* _Provided text_
My original thought process was to simply try a jitter plot and to observe what happens. As shown this splits up all the data points by both type and attribute however the positions of the data points are randomly shifted horizontally. A better way to do this is to plot all of the data points for each attribute using a line plot, and then spreading out the data points in each type line by line, as shown in the second plot. This way the data points can overlap! Although there is a lot of information in this visualisation it still looks pretty cool!
Jitter Plot
# Firstly, drop the Legendary and Generation columns
pokemonSwarm = pokemonSeaborn %>%
melt(id.vars=(c("Name", "Type.1", "Type.2")))
# Define colours by extending those in the colorbrewer Set 1 palette
# Cal also try Set3, Accent or Paired for cool effects
colourCount = length(unique(pokemonSwarm$Type.1))
getPalette = colorRampPalette(brewer.pal(9, "Set1"))
# The Author (see top) recommended these colours instead
colours = c("#8ED752", "#F95643", "#53AFFE", "#C3D221", "#BBBDAF",
"#AD5CA2", "#F8E64E", "#F0CA42", "#F9AEFE", "#A35449",
"#FB61B4", "#CDBD72", "#7673DA", "#66EBFF", "#8B76FF",
"#8E6856", "#C3C1D7", "#75A4F9")
ggplot(pokemonSwarm, aes(x=variable, y=value)) +
geom_jitter(aes(colour=Type.1)) +
scale_color_manual(values = getPalette(18)) +
xlab("Attribute") +
ylab("Value") +
ggtitle("Pokemon Stats by Type 1") +
theme(plot.title = element_text(hjust = 0.5))
Line Plot by Type
ggplot(pokemonSwarm, aes(x=variable, y=value, color=Type.1)) +
geom_point(na.rm=TRUE, position=position_dodge(width=0.8), size=2) +
theme_bw() +
scale_color_manual(values = getPalette(18)) +
#scale_color_manual(values = colours) +
xlab("Attribute") +
ylab("Value") +
ggtitle("Pokemon Stats by Type 1") +
labs(color=' Type 1') +
theme(plot.title = element_text(hjust = 0.5))
Individual Attributes by Type
The above two plots summarises the Seaborn tutorial comparison, but what if we wanted to further explore the individual attributes by type? We could just do a box plot of a separate attribute such as HP, Defence etc. split by type. Plain box plots are boring though, let’s try different styles!
Box Plot (Attack)
pokemonSwarmHP <- pokemonSwarm %>%
filter(variable=="Attack")
pBoxPlots <- ggplot(data= pokemonSwarmHP, aes(x=Type.1, y=value)) +
geom_boxplot(aes(fill=Type.1), lwd=1.5) +
xlab("Type 1") +
ylab("Attack") +
theme_bw() +
theme(legend.position="none")
pBoxPlots
Tufte Box Plot (Defense)
pokemonSwarmHP <- pokemonSwarm %>%
filter(variable=="Defense")
pBoxPlots <- ggplot(data= pokemonSwarmHP, aes(x=Type.1, y=value)) +
geom_tufteboxplot(aes(colour = Type.1, fill=Type.1), lwd=2) +
xlab("Type 1") +
ylab("Defense") +
theme_light() +
theme(legend.position="none")
pBoxPlots
Violin Plot (Speed)
pokemonSwarmHP <- pokemonSwarm %>%
filter(variable=="Speed")
pBoxPlots <- ggplot(data= pokemonSwarmHP, aes(x=Type.1, y=value)) +
geom_violin(aes(fill=Type.1), lwd=1.5) +
xlab("Type 1") +
ylab("Speed") +
theme_classic() +
theme(legend.position="none")

* _Task prompt_
List every distinct function beginning with "geom_" that is called in the R code of the Pokemon plotting text.

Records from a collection
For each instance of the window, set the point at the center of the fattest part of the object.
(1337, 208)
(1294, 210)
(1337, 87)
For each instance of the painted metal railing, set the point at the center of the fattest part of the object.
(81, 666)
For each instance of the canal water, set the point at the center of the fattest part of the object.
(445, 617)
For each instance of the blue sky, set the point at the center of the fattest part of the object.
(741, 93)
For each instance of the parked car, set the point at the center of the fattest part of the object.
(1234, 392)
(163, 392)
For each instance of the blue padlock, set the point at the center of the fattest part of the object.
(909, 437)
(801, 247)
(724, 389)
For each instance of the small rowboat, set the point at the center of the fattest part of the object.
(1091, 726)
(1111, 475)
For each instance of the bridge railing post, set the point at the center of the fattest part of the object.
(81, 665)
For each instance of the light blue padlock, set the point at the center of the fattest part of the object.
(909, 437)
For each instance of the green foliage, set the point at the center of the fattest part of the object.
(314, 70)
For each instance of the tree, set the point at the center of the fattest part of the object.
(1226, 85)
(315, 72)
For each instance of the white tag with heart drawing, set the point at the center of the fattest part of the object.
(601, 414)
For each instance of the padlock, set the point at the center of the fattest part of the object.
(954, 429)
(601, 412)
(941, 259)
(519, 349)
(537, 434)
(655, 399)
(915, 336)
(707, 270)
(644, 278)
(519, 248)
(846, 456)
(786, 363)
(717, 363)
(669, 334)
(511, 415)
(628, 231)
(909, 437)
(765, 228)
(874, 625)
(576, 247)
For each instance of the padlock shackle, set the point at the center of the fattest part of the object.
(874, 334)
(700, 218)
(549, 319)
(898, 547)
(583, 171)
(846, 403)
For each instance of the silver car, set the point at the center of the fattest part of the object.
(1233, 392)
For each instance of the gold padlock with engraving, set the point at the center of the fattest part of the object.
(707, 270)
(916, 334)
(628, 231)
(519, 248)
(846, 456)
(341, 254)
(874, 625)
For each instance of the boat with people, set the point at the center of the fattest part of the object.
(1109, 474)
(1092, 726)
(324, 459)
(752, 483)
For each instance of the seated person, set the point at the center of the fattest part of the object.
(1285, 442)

* _Final result_
geom_jitter, geom_point, geom_boxplot, geom_tufteboxplot, geom_violin